Selected extract:
* BEGIN *

On Mon, 6 Jun 2011, Felipe Balbi wrote:

> > But what is the "right thing"?  Suppose you want to have conditional 
> > support for dev_pm_ops whenever CONFIG_PM is enabled and you _also_ 
> > want to have conditional support for runtime PM whenever 
> > CONFIG_PM_RUNTIME is enabled?
> 
> we don't have this today either. Currently everybody does #ifdef
> CONFIG_PM, so either all the data is available, or none is and adding
> another #ifdef CONFIG_PM_RUNTIME for the runtime_* friends, would just
> look even uglier :-)

Like in hcd-pci.c?  :-)

> > You can obtain that same guarantee by using #ifdef ... #endif.  Even 
> > better, you can guarantee that the unused data won't be present at all, 
> > as opposed to loaded and then freed.
> 
> I agree with you here, but I give you the same question as you gave me.
> How will you have conditional on CONFIG_RUNTIME_PM and CONFIG_PM ? you'd
> need two levels of ifdefs.

Well, you'd need more #ifdefs, no question about that.  Whether you 
need more _levels_ of #ifdefs is unclear.

> > #ifdef CONFIG_PM
> > 	#define DEV_PM_OPS_REF(my_pm_ops)	&(my_pm_ops)
> > #else
> > 	#define DEV_PM_OPS_REF(my_pm_ops)	NULL
> > #endif
> > 
> > Then people could write
> > 
> > static struct platform_driver my_driver = {
> > 	...

* END *

Problems to work on:
(A) Answer these questions from the power-management excerpt, one per line:
(i) According to the excerpt, what does everybody currently do in their code?
(ii) Which file is named as an example?
(iii) What does DEV_PM_OPS_REF(my_pm_ops) become when CONFIG_PM is not enabled?
(B) Copy the part of the power-management excerpt that opens with the words containing "Like in hcd-pci.c?" and closes with "and then freed.".
Use only the power-management excerpt to answer.

Data shown:
* BEGIN *

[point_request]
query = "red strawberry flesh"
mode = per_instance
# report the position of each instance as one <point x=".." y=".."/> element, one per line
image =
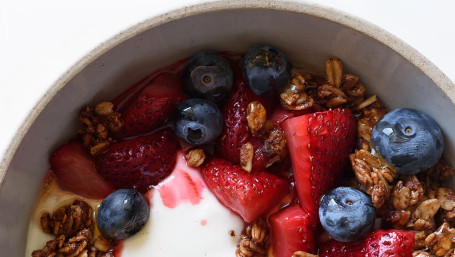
<point x="319" y="145"/>
<point x="153" y="107"/>
<point x="248" y="194"/>
<point x="235" y="132"/>
<point x="291" y="231"/>
<point x="140" y="162"/>
<point x="75" y="170"/>
<point x="383" y="243"/>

* END *

Results for each task:
(A)
(i) Everybody does #ifdef CONFIG_PM.
(ii) hcd-pci.c
(iii) NULL

(B)
Like in hcd-pci.c?  :-)

> > You can obtain that same guarantee by using #ifdef ... #endif.  Even 
> > better, you can guarantee that the unused data won't be present at all, 
> > as opposed to loaded and then freed.